## [選択テキスト]
========================================================================
クライマックスも、何を期待してどこに注目すればいいのか分からないまま始まり、何の感慨が起きることもなく終わった。その後に続く後日談も無表情で眺めるしかなかった。何もかもがぼんやりと曖昧だ。
ただこの映画は、豪華な出演陣、当時を再現した衣装やセットなど、映像だけは素晴らしい。面白そうな雰囲気だけはたっぷりと漂わせているので、その分地獄のようにつらかった。音楽もあざとさがあってそれほど良くはなかったので、音も字幕も消してしまって、映像のみを眺めるのが一番ストレスなく楽しめる方法かもしれない。なんなら自分で脳内補完するストーリーやセリフの方が出来がいい可能性だってある。
実際にあった事件を当時の世相を交えつつ風刺とユーモアたっぷりに描いて、最後は深い余韻が残るコーエン兄弟やウェス・アンダーソンのような映画を目指したのかもしれないが、すべてが中途半端で失敗している。題材となった事件すら、結局どんなものだったのかよく分からない。映像は最高、ストーリーは最低の作品だ。ちょい役のテイラー・スウィフトが退場した序盤のシーンが、笑い的にも物語的にもピークだった。
========================================================================
選択テキストの「実際にあった事件を当時の世相」から「にも物語的にもピークだった。」まで（両端を含む）を、「最低」を「凡庸」に置き換えて書き直してください。

## [提供情報]
========================================================================
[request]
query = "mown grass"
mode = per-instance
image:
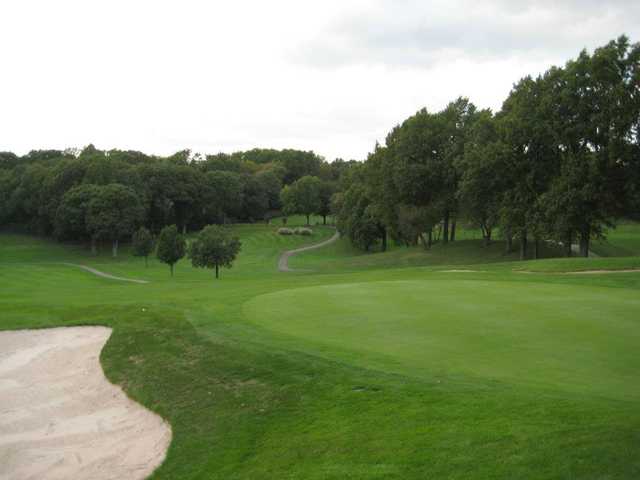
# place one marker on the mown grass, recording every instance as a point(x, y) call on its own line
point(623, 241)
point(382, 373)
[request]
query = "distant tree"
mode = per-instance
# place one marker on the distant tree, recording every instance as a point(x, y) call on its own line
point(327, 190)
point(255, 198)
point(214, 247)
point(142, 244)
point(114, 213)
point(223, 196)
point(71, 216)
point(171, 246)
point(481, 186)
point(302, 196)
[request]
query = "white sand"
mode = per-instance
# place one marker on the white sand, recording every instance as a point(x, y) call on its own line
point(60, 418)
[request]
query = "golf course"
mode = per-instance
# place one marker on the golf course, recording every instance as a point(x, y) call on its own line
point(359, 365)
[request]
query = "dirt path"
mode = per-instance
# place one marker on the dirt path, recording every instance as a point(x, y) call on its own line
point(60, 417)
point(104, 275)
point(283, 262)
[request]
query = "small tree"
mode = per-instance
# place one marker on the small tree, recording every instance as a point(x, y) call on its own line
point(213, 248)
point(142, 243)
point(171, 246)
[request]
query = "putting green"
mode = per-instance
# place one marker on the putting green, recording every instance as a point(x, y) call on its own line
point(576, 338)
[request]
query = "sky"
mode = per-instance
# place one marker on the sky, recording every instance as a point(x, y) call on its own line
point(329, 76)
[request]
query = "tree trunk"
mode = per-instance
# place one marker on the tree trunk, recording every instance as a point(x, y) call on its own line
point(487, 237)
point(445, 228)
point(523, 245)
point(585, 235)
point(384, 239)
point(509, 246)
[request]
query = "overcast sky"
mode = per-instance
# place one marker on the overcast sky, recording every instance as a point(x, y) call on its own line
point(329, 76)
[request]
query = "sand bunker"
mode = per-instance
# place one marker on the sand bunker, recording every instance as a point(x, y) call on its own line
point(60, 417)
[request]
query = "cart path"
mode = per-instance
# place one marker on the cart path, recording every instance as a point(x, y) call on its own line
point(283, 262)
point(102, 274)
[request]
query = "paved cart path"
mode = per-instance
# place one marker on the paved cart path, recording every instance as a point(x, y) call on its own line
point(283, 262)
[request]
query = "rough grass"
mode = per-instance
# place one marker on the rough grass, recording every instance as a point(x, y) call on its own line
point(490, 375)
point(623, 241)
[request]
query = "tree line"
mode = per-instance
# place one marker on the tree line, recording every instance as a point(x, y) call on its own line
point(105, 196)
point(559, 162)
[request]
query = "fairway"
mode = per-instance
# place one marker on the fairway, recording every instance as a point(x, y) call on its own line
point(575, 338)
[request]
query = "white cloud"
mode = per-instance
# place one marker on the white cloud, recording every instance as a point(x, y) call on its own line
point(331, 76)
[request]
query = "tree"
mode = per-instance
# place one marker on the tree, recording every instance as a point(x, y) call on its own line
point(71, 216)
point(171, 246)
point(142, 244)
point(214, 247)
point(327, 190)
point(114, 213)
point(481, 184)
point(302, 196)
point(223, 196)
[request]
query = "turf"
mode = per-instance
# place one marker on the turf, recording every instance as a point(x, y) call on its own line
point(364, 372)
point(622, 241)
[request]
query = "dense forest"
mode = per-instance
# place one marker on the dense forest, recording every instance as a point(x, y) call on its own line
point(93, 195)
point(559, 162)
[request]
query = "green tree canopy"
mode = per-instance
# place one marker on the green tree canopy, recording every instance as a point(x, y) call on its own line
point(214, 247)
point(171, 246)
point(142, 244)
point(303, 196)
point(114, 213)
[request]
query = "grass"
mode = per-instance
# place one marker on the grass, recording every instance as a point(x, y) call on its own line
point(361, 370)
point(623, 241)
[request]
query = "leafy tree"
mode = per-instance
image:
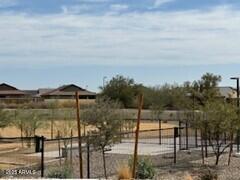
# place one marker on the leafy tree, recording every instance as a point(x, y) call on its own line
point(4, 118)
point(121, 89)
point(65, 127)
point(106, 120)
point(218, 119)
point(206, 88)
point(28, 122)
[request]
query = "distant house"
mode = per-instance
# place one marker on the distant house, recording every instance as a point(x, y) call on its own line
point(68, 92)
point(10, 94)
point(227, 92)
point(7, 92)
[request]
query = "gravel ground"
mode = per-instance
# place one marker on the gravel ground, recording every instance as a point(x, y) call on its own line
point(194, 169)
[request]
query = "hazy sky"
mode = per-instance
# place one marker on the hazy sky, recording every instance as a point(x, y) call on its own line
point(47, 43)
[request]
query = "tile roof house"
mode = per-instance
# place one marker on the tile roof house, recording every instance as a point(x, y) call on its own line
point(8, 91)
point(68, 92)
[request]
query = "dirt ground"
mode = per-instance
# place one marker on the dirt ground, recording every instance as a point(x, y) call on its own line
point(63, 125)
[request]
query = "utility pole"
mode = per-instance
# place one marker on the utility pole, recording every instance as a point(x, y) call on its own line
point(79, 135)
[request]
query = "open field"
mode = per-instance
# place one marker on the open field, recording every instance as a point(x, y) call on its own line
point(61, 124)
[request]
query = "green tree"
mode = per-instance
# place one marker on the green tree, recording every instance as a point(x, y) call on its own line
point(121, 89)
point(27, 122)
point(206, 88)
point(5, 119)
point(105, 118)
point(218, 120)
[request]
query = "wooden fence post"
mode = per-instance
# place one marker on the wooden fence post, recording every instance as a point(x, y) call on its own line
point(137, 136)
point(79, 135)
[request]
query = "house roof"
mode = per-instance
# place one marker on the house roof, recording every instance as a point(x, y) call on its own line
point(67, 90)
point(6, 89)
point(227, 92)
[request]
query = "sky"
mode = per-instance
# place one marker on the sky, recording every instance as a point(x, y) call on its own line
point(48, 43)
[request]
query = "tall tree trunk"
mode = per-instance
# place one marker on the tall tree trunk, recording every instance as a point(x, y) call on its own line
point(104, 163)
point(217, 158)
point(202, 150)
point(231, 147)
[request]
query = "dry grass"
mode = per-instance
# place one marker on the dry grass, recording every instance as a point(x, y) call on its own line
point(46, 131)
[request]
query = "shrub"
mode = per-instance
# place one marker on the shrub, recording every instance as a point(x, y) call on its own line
========================================================================
## [回答]
実際にあった事件を当時の世相を交えつつ風刺とユーモアたっぷりに描いて、最後は深い余韻が残るコーエン兄弟やウェス・アンダーソンのような映画を目指したのかもしれないが、すべてが中途半端で失敗している。題材となった事件すら、結局どんなものだったのかよく分からない。映像は最高、ストーリーは凡庸の作品だ。ちょい役のテイラー・スウィフトが退場した序盤のシーンが、笑い的にも物語的にもピークだった。